__Aim__. Print the items below exactly as they appear, beginning with the line that contains "black parked car | box_all" and continuing through the line that contains "[586,341,653,358]", both lines included. Print only those lines.

----- Data provided

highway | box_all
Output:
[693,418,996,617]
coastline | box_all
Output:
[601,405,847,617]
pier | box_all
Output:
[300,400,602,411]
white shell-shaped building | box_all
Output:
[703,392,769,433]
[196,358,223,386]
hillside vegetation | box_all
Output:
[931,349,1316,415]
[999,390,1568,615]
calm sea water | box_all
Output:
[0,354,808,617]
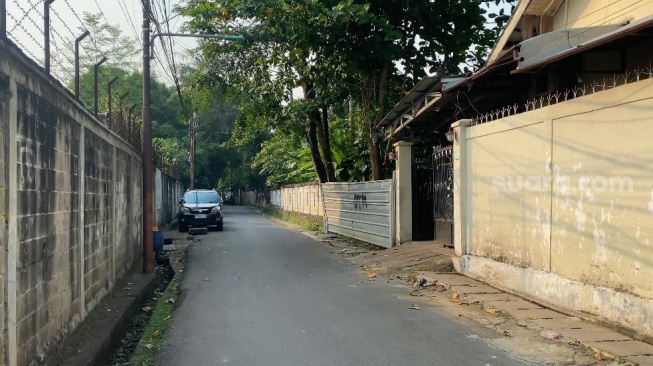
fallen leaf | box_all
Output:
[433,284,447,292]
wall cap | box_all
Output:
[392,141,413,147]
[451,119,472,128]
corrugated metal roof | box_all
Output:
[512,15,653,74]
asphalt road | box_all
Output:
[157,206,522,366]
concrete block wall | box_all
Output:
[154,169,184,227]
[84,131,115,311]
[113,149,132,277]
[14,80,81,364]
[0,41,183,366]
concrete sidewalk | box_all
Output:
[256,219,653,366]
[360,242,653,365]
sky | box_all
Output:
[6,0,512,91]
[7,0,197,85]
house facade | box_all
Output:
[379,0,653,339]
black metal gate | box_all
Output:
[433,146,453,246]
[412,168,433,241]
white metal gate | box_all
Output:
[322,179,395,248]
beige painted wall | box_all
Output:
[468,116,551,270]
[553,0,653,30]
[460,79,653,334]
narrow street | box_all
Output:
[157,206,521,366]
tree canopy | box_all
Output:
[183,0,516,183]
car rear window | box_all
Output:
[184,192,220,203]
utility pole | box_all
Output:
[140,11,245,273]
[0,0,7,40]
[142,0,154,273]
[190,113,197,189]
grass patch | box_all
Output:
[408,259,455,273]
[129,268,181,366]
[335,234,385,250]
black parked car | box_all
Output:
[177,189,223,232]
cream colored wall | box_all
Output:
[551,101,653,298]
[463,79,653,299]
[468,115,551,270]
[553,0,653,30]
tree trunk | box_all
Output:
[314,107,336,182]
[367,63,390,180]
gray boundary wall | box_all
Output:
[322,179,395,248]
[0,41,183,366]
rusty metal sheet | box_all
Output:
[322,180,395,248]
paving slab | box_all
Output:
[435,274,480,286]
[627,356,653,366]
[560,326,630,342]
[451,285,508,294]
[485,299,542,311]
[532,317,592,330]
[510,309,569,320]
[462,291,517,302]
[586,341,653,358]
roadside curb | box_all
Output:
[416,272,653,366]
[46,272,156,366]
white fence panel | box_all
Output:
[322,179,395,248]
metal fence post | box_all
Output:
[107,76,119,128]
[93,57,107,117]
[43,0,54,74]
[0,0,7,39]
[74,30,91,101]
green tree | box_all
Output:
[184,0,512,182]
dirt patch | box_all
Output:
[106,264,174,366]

----------
----- Data provided

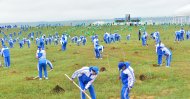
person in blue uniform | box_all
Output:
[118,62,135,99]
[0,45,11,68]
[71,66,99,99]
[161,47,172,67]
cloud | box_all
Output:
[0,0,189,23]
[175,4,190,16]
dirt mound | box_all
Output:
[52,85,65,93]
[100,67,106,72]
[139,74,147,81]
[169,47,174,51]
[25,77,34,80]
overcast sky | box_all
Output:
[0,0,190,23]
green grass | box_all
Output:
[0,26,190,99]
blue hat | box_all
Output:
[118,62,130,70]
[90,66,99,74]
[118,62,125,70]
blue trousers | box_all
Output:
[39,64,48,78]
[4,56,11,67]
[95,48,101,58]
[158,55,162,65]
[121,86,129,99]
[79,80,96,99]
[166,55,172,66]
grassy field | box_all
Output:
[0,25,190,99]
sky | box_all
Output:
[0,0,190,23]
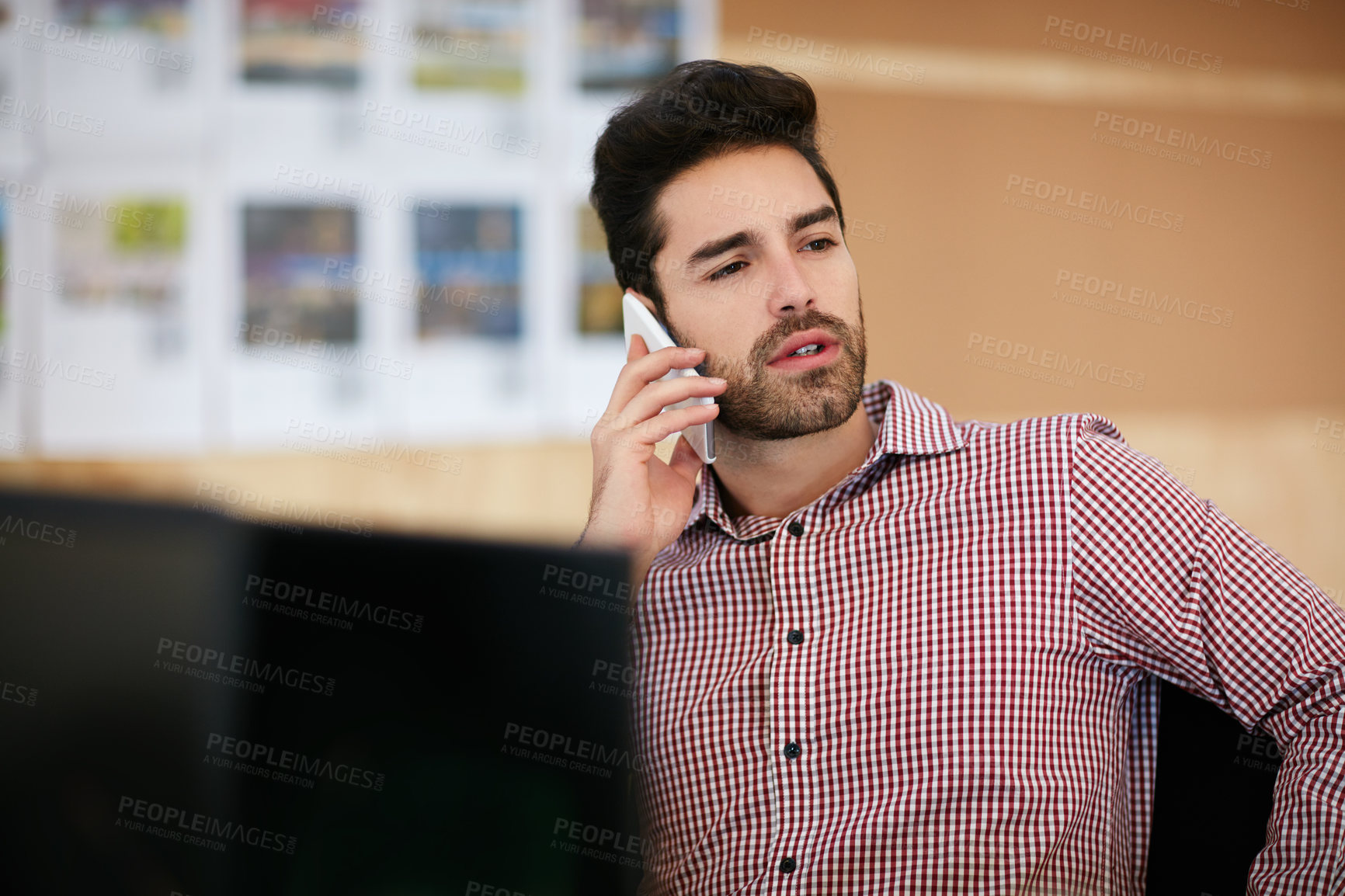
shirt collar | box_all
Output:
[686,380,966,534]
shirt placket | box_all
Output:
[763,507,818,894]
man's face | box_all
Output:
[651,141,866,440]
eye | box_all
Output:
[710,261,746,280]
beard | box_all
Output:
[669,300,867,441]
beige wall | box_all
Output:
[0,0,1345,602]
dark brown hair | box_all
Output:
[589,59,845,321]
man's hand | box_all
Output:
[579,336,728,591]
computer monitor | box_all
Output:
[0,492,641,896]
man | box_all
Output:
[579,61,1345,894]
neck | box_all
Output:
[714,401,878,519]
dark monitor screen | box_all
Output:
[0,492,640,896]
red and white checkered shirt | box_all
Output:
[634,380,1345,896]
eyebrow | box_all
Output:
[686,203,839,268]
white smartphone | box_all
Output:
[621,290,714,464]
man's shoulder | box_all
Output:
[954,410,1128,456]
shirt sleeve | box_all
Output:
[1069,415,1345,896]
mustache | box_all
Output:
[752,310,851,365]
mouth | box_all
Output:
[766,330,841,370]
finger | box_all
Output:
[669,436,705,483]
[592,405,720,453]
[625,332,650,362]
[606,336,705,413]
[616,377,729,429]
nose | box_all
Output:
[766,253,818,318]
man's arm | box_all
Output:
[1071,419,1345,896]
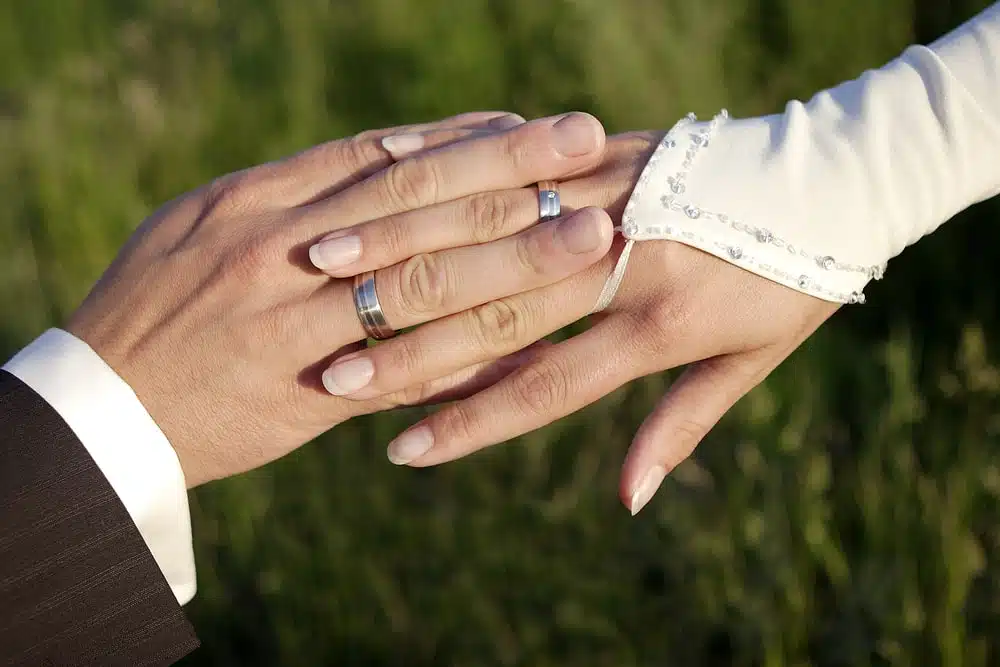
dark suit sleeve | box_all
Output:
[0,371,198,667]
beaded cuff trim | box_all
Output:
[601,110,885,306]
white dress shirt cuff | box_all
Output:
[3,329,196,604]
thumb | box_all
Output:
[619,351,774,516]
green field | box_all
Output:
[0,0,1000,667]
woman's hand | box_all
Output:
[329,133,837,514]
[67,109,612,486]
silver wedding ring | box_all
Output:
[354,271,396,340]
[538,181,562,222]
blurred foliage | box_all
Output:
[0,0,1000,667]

----------

__Task result__.
black parked car | box_all
Output:
[177,189,223,232]
cream colored wall | box_all
Output:
[551,101,653,298]
[463,79,653,299]
[468,115,551,270]
[553,0,653,30]
tree trunk | box_all
Output:
[314,107,336,182]
[367,63,390,180]
gray boundary wall | box_all
Output:
[322,179,395,248]
[0,41,183,366]
rusty metal sheet | box_all
Output:
[322,180,395,248]
paving slab | box_all
Output:
[435,274,480,286]
[627,356,653,366]
[560,326,630,342]
[451,285,508,294]
[485,299,542,311]
[532,317,592,330]
[510,309,569,320]
[462,291,517,302]
[586,341,653,358]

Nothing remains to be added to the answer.